Exercise:
Repeat all of the data precisely.

+++

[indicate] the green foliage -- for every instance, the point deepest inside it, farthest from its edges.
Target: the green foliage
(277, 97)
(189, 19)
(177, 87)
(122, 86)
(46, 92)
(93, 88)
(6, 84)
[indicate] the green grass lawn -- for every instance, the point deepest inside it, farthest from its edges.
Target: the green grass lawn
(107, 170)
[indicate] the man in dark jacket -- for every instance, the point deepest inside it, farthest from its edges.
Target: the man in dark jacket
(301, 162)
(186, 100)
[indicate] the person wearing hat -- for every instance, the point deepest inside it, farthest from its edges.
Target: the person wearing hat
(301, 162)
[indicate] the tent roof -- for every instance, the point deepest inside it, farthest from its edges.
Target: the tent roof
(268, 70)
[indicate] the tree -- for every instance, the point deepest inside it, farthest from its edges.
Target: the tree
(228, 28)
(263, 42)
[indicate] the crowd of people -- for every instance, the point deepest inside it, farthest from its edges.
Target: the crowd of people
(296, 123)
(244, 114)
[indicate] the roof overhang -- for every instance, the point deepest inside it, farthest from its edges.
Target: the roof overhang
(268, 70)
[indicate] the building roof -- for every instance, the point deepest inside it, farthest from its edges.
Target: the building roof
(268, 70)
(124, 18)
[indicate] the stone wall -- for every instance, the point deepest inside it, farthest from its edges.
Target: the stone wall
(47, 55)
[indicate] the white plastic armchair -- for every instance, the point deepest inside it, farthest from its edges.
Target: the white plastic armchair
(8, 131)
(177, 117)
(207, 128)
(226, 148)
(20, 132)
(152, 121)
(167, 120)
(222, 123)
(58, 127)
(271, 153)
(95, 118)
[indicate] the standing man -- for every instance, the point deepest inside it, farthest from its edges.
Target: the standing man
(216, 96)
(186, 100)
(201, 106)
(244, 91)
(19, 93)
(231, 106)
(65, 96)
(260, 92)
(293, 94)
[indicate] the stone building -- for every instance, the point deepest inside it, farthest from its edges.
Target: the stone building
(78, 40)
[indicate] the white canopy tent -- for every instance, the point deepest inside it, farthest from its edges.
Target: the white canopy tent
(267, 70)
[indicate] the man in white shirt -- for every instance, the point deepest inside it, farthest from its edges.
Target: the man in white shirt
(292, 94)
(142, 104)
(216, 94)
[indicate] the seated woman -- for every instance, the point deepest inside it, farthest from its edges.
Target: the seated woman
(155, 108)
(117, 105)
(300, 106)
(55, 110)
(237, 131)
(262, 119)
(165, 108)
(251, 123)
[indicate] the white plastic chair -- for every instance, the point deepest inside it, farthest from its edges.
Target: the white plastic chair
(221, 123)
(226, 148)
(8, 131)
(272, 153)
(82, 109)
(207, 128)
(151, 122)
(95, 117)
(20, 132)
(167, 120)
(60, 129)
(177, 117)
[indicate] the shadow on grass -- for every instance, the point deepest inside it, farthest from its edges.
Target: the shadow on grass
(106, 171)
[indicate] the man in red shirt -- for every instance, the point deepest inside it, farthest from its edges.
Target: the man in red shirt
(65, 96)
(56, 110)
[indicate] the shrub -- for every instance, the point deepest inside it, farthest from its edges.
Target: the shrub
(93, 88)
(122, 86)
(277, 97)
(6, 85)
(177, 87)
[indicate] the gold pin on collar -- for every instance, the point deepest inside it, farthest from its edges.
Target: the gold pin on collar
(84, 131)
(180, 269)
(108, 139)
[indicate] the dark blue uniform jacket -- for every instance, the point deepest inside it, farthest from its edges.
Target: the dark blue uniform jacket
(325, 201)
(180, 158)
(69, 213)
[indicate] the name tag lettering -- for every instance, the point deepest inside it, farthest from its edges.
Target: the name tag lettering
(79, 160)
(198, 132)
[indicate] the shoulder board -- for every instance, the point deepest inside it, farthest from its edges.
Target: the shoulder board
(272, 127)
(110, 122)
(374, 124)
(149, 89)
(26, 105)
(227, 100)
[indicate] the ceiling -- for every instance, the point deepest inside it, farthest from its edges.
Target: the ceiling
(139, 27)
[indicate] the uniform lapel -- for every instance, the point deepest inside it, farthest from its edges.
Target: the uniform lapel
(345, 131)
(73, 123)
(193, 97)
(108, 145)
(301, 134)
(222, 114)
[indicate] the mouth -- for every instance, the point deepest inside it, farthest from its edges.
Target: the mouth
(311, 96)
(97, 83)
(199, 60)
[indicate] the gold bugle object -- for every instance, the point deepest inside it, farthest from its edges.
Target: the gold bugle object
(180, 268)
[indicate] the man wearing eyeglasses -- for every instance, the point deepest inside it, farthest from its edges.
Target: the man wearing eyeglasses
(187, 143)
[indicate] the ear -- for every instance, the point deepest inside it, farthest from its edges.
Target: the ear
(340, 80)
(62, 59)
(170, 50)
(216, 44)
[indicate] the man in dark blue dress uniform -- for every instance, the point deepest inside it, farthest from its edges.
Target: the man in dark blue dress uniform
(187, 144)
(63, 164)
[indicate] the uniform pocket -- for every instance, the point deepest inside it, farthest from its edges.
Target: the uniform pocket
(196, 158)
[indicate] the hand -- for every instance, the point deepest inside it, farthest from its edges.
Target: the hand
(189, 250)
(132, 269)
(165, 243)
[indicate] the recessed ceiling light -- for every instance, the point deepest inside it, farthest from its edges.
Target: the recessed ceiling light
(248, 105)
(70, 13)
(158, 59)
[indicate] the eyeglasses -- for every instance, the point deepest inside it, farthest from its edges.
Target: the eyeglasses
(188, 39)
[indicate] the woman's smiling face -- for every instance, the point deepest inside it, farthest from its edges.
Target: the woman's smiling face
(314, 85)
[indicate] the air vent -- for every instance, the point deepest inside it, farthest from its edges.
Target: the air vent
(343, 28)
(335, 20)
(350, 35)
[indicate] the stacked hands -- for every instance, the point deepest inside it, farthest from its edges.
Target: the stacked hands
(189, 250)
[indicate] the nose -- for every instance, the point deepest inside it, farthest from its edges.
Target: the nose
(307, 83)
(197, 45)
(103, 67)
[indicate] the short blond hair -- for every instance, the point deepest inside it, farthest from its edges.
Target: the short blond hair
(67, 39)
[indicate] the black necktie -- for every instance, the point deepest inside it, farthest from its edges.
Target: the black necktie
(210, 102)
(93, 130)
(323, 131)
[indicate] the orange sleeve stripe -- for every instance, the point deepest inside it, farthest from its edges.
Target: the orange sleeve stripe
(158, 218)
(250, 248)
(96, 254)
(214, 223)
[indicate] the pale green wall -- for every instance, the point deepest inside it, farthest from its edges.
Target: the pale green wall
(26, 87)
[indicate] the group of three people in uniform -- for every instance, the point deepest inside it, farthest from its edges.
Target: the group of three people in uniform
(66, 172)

+++

Solution for this task:
[indicate] the green foliage -- for every instance, the point deepest inside it, farthest from its edges.
Target: the green foliage
(277, 97)
(189, 19)
(177, 87)
(122, 86)
(46, 92)
(93, 88)
(6, 84)
[indicate] the green grass lawn -- for every instance, the point deepest inside it, farthest from its edges.
Target: the green grass lawn
(107, 170)
[indicate] the man in dark jacket -- for every instance, the point deepest inside it, farthest from its edges.
Target: the man in dark jacket
(301, 162)
(186, 100)
[indicate] the person wearing hat -- for every instance, the point deepest inside it, farthest from its edges.
Target: the person wearing hat
(301, 162)
[indicate] the tent roof -- for every instance, the point deepest inside it, farthest from its edges.
Target: the tent roof
(268, 70)
[indicate] the tree -- for every instance, the point deepest inside it, farthest from its edges.
Target: the tree
(228, 28)
(263, 42)
[indicate] the crowd of people -- for every instance, the point deepest inside it, farthest from its edges.
Target: the crowd of people
(296, 123)
(244, 114)
[indicate] the roof overhang -- for every instance, the point deepest inside it, farthest from its edges.
Target: the roof overhang
(268, 70)
[indicate] the building roof -- for every instance, the point deepest inside it, farthest from its edges.
Target: the building roof
(268, 70)
(124, 18)
[indicate] the stone wall -- for every instance, the point deepest inside it, farthest from its edges.
Target: the stone wall
(47, 55)
[indicate] the white plastic armchair -- for every instance, the point deepest inside it, farthest from its edges.
Target: the white plastic armchair
(8, 131)
(177, 117)
(207, 128)
(226, 148)
(20, 132)
(152, 121)
(167, 120)
(222, 123)
(58, 127)
(271, 153)
(95, 118)
[indicate] the standing man -- for every instance, the point deepest inside it, farthest from its edges.
Target: the standing man
(216, 96)
(186, 100)
(201, 106)
(244, 91)
(19, 93)
(231, 106)
(65, 96)
(260, 92)
(293, 94)
[indicate] the stone building -- for every instance, the point deepest inside it, farthest from its edges.
Target: the stone building
(78, 40)
[indicate] the white canopy tent -- for every instance, the point deepest inside it, farthest from its edges.
Target: the white canopy tent
(267, 70)
[indicate] the man in white shirt -- for every instance, the point deepest inside it, farthest from its edges.
Target: the man in white shirt
(292, 94)
(142, 104)
(216, 94)
[indicate] the seated woman -- for every instance, the point deepest inside it, farthest from its edges.
Target: the seated woman
(155, 108)
(117, 105)
(300, 106)
(55, 110)
(237, 131)
(262, 119)
(165, 108)
(251, 123)
[indicate] the white plastic chair -- for every instance, the point deepest inside it, farthest from its edges.
Target: the white plastic chair
(221, 123)
(226, 148)
(8, 131)
(272, 153)
(82, 109)
(207, 128)
(151, 122)
(95, 117)
(20, 132)
(167, 120)
(60, 129)
(177, 117)
[indicate] the shadow on grass -- for every instance, the point deepest inside it, farthest from its edges.
Target: the shadow on grass
(106, 171)
[indicate] the man in red shirt -- for every instance, the point deepest inside it, farthest from its edges.
Target: the man in red shirt
(65, 96)
(56, 110)
[indicate] the shrub -- for every instance, the point deepest inside it, farthest from its edges.
Target: the shrub
(93, 88)
(122, 86)
(277, 97)
(6, 85)
(177, 87)
[indicate] the gold pin on collar -- for every instance, the point deepest inside it, farthest from its edges.
Target: the gold pin on collar
(84, 131)
(180, 269)
(108, 139)
[indicate] the dark blue uniform jacket -- for every instance, the point deepest inside it, farthest from its edges.
Target: the dark blue uniform jacket
(325, 201)
(180, 158)
(69, 213)
[indicate] the name tag lettering -- for every instance, the point deepest inside it, farthest from its edges.
Target: the name tag lettering
(79, 160)
(198, 132)
[indicate] the shoulder board -- for every instance, the point deepest inside it, farthest from its edges.
Target: the shoulder board
(272, 127)
(110, 122)
(374, 124)
(149, 89)
(26, 105)
(227, 100)
[indicate] the ceiling -- for every instance, the point deepest inside it, farthest from its edges.
Target: the ceiling
(139, 27)
[indicate] the uniform lapel -- for every instance, the point deepest inside it, farthest from its edges.
Target: the uniform lapel
(345, 131)
(73, 123)
(193, 97)
(108, 145)
(301, 134)
(222, 114)
[indicate] the mouth -- for every instance, the point deepest inside it, farthest from its edges.
Target: the mouth
(311, 96)
(97, 83)
(199, 60)
[indicate] the gold bugle object -- for every instance, the point deepest inside it, farthest from its edges.
Target: the gold bugle object
(180, 268)
[indicate] the man wearing eyeglasses -- for every instance, the point deepest inside it, farthest from its edges.
Target: the man wearing eyeglasses
(187, 143)
[indicate] the ear -- for every instance, the point deepest inside it, farthest from its edges.
Target: the ear
(340, 80)
(62, 59)
(170, 50)
(216, 44)
[indicate] the man in dark blue dress uniform -- for every instance, the point deepest inside it, farthest from its edges.
Target: the man in dark blue dress uniform
(187, 144)
(63, 164)
[indicate] the uniform pocket -- for every instance, the point deepest inside it, farthest from its edges.
Target: the uniform pocket
(196, 158)
[indicate] the hand -- for every instance, the point deepest inside it, farthest from its edges.
Target: the hand
(189, 250)
(132, 269)
(165, 243)
[indicate] the recessed ceiling light -- for every instance, the point deepest inside it, farthest from its edges.
Target: the recessed ceiling light
(248, 105)
(70, 13)
(158, 59)
[indicate] the eyeglasses -- for every instance, the point deepest inside it, farthest from its edges.
Target: the eyeglasses
(188, 39)
[indicate] the woman's smiling face -- for every instance, the point deepest inside it, farthest from its edges.
Target: the woman's smiling face
(314, 85)
[indicate] the air vent -- for every instance, the point deepest inside it, farthest from its edges.
Target: the air vent
(343, 28)
(335, 20)
(350, 35)
[indicate] the stacked hands -- for every instance, the point deepest inside it, farthest from its edges.
Target: the stacked hands
(189, 250)
[indicate] the nose -- for every instance, the point deepest inside it, farthest from its edges.
Target: the nose
(307, 83)
(197, 45)
(103, 67)
[indicate] the short blond hair -- for every instance, the point deepest inside it, farthest from its edges.
Target: the short blond hair
(67, 39)
[indicate] the black necktie -- for every instance, the point deepest inside it, farthest from its edges.
Target: the black necktie
(210, 102)
(93, 130)
(323, 131)
[indicate] the orange sleeve stripe -- for every instance, the point deepest inside it, farthest from its edges.
Target: the orange sleeve stripe
(158, 218)
(250, 248)
(96, 254)
(214, 223)
[indicate] the pale green wall -- for every instance, the point deepest inside it, farthest from its edges.
Target: the pale green wall
(26, 87)
[indicate] the group of three people in uniform -- for every instance, the point deepest inside it, farthest from its edges.
Target: the group of three people in uniform
(66, 172)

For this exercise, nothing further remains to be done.